Challenge —
Resume the documentation of the evaluator's load_state method, picking up directly after its final line.

Restore evaluator state from serialized data.

This method restores the internal state from data previously saved with get_state(), enabling recovery from checkpoints.

Parameters:

Name	Type	Description	Default
`state`	`Dict[str, Any]`	State dictionary from get_state()	required

Source code in stickler/structured_object_evaluator/bulk_structured_model_evaluator.py

def load_state(self, state: Dict[str, Any]) -> None:
    """
    Restore evaluator state from serialized data.

    This method restores the internal state from data previously saved
    with get_state(), enabling recovery from checkpoints.

    Args:
        state: State dictionary from get_state()
    """
    # Validate state compatibility
    if state.get("target_schema") != self._schema_name:
        raise ValueError(
            f"State schema {state.get('target_schema')} doesn't match evaluator schema {self._schema_name}"
        )

    # Restore confusion matrix state
    cm_state = state["confusion_matrix"]
    self._confusion_matrix = {
        "overall": defaultdict(int, cm_state["overall"]),
        "fields": defaultdict(lambda: defaultdict(int)),
    }

    for field_path, field_metrics in cm_state["fields"].items():
        self._confusion_matrix["fields"][field_path] = defaultdict(
            int, field_metrics
        )

    # Restore other state
    self._errors = list(state["errors"])
    self._processed_count = state["processed_count"]
    self._start_time = state["start_time"]
    # .get() keeps older state dicts (no key) loadable.
    self._accumulator_errors = defaultdict(
        int, state.get("accumulator_errors", {})
    )

    acc_states = _migrate_legacy_acc_states(state)
    for acc in self._accumulators:
        if acc.name in acc_states:
            acc.load_state(acc_states[acc.name])

    # .get() keeps older state dicts (no score keys) loadable.
    self._overall_score_sum = float(state.get("overall_score_sum", 0.0))
    self._overall_score_count = int(state.get("overall_score_count", 0))
    self._field_score_sums = defaultdict(float, state.get("field_score_sums", {}))
    self._field_score_counts = defaultdict(int, state.get("field_score_counts", {}))

Stored dataset items:
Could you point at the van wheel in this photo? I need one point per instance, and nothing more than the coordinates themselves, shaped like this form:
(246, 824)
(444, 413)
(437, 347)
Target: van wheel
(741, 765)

--

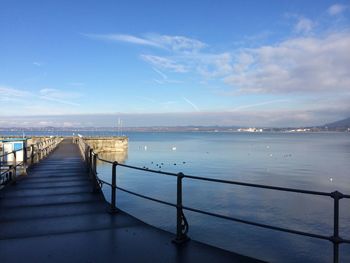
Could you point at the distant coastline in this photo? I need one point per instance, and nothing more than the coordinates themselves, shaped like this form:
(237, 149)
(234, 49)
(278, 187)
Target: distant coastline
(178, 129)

Solved problem —
    if self.verbose:
        print(f"Loaded state: {self._processed_count} documents processed")

`merge_state(other_state)`

Merge results from another evaluator instance.

This method enables distributed processing by merging confusion matrix counts from multiple evaluator instances that processed different portions of a dataset.

Parameters:

Name	Type	Description	Default
`other_state`	`Dict[str, Any]`	State dictionary from another evaluator instance	required

Source code in stickler/structured_object_evaluator/bulk_structured_model_evaluator.py

def merge_state(self, other_state: Dict[str, Any]) -> None:
    """
    Merge results from another evaluator instance.

    This method enables distributed processing by merging confusion matrix
    counts from multiple evaluator instances that processed different
    portions of a dataset.

    Args:
        other_state: State dictionary from another evaluator instance
    """
    # Validate compatibility
    if other_state.get("target_schema") != self._schema_name:
        raise ValueError(
            f"Cannot merge incompatible schemas: {other_state.get('target_schema')} vs {self._schema_name}"
        )

    # Merge overall metrics
    other_cm = other_state["confusion_matrix"]
    for metric, value in other_cm["overall"].items():
        self._confusion_matrix["overall"][metric] += value

    # Merge field-level metrics
    for field_path, field_metrics in other_cm["fields"].items():
        for metric, value in field_metrics.items():
            self._confusion_matrix["fields"][field_path][metric] += value

    # Merge errors and counts
    self._errors.extend(other_state["errors"])
    self._processed_count += other_state["processed_count"]
    for name, count in other_state.get("accumulator_errors", {}).items():
        self._accumulator_errors[name] += int(count)

    acc_states = _migrate_legacy_acc_states(other_state)
    for acc in self._accumulators:
        if acc.name in acc_states:
            acc.merge_state(acc_states[acc.name])

    # .get() keeps older peer states (no score keys) mergeable.
    self._overall_score_sum += float(other_state.get("overall_score_sum", 0.0))
    self._overall_score_count += int(other_state.get("overall_score_count", 0))
    for path, s in other_state.get("field_score_sums", {}).items():
        self._field_score_sums[path] += float(s)
    for path, c in other_state.get("field_score_counts", {}).items():
        self._field_score_counts[path] += int(c)

    if self.verbose:
        print(
            f"Merged state: now {self._processed_count} total documents processed"
        )

`pretty_print_metrics()`

Pretty print current accumulated metrics in a format similar to StructuredModel.

Displays overall metrics, field-level metrics, and evaluation summary in a human-readable format.

Source code in stickler/structured_object_evaluator/bulk_structured_model_evaluator.py

def pretty_print_metrics(self) -> None:
    """
    Pretty print current accumulated metrics in a format similar to StructuredModel.

    Displays overall metrics, field-level metrics, and evaluation summary
    in a human-readable format.
    """
    process_eval = self._build_process_evaluation()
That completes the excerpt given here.